##### SELECTED EXTRACT

Local Engineers Building Radio Station In Bolivia

MONTROSE – A team of engineers from the Montrose recently spent time in Bolivia installing equipment donated by WPEL listeners for a new FM radio station in San Julian.

WPEL chief engineer Bob Brigham, Larry Hodge of Binghamton and Chuck and Martha Scott of Montrose traveled to Santa Cruz, Bolivia, on May 31 with the equipment for the new station, which will broadcast Bible teaching programs and Christian music in an area of Bolivia where there is no Christian radio today.

The new station, which will broadcast programs in Spanish and in the language of the Quechua people who live in that area, will be operated by the Bolivian affiliate of Trans World Radio, Radio Trans Mundial-Bolivia.

The vision for the new station originated in a church in San Julian, which attempted to erect a tower and allocated studio space in its small building. The project became a community effort when the church realized it did not have the resources to complete the station and maintain its operation. People in the community subsequently erected a new 400-foot tower and constructed a suitable building for the station. Listeners to WPEL contributed $21,000 to purchase the equipment.

FM radio is just developing in the rural areas of Bolivia.

The Quechua are descendants of the Inca tribes who controlled most of South America in the 1500s. Many once worked in the mines of the Andes Mountains to the west, but as that industry declined the Bolivian government relocated many of them to the valleys and plains of the central and northern portions of the country where they now work as farmers, shepherds and weavers. With the average income for most at $2.00 per day, Bolivia is South America's poorest country.

Brigham has been WPEL's chief engineer since 1965. Hodge, a former WPEL staff member, recently worked as an engineer for stations in the Binghamton area. Scott was an engineer in the telephone industry before he moved to Montrose. He is a member of WPEL's board of directors. Mrs. Scott agreed to go after the Bolivians invited the wives of the engineers to come.

##########

**YOUR TASK**
In the article about the Bolivia radio station, how much did WPEL listeners contribute toward the station's equipment?

##### INFORMATION SUPPLIED

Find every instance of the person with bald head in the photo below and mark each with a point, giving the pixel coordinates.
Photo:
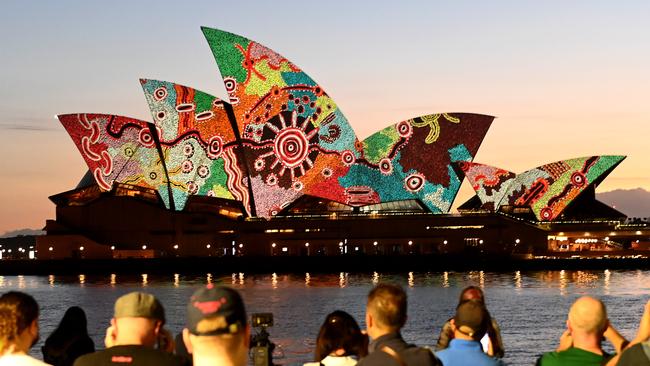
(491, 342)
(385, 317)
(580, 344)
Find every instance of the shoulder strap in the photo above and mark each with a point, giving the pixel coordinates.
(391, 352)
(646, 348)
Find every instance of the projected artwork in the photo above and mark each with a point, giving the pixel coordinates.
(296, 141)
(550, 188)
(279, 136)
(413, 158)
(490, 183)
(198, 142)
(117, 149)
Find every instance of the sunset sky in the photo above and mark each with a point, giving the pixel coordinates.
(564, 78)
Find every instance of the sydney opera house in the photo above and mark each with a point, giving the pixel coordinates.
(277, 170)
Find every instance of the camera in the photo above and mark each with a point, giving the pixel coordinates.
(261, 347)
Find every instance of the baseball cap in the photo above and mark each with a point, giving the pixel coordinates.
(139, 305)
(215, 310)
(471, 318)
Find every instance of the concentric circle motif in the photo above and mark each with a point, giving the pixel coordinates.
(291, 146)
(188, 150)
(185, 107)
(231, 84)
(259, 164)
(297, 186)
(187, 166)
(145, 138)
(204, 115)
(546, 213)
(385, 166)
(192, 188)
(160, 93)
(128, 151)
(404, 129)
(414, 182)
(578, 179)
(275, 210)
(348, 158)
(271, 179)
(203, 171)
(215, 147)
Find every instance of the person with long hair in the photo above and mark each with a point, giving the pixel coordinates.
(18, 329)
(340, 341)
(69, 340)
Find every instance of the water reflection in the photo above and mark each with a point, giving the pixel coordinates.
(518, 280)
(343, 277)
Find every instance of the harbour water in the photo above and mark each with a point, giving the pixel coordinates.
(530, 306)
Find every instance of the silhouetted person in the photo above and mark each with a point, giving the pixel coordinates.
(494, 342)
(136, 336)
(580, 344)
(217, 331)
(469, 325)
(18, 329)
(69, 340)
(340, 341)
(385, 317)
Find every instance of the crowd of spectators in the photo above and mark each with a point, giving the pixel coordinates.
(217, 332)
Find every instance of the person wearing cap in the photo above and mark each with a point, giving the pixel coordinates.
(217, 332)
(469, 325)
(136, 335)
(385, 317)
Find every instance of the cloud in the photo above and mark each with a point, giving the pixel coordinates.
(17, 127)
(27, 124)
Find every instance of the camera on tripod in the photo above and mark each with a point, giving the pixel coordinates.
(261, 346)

##########

**CORRECT RESPONSE**
$21,000.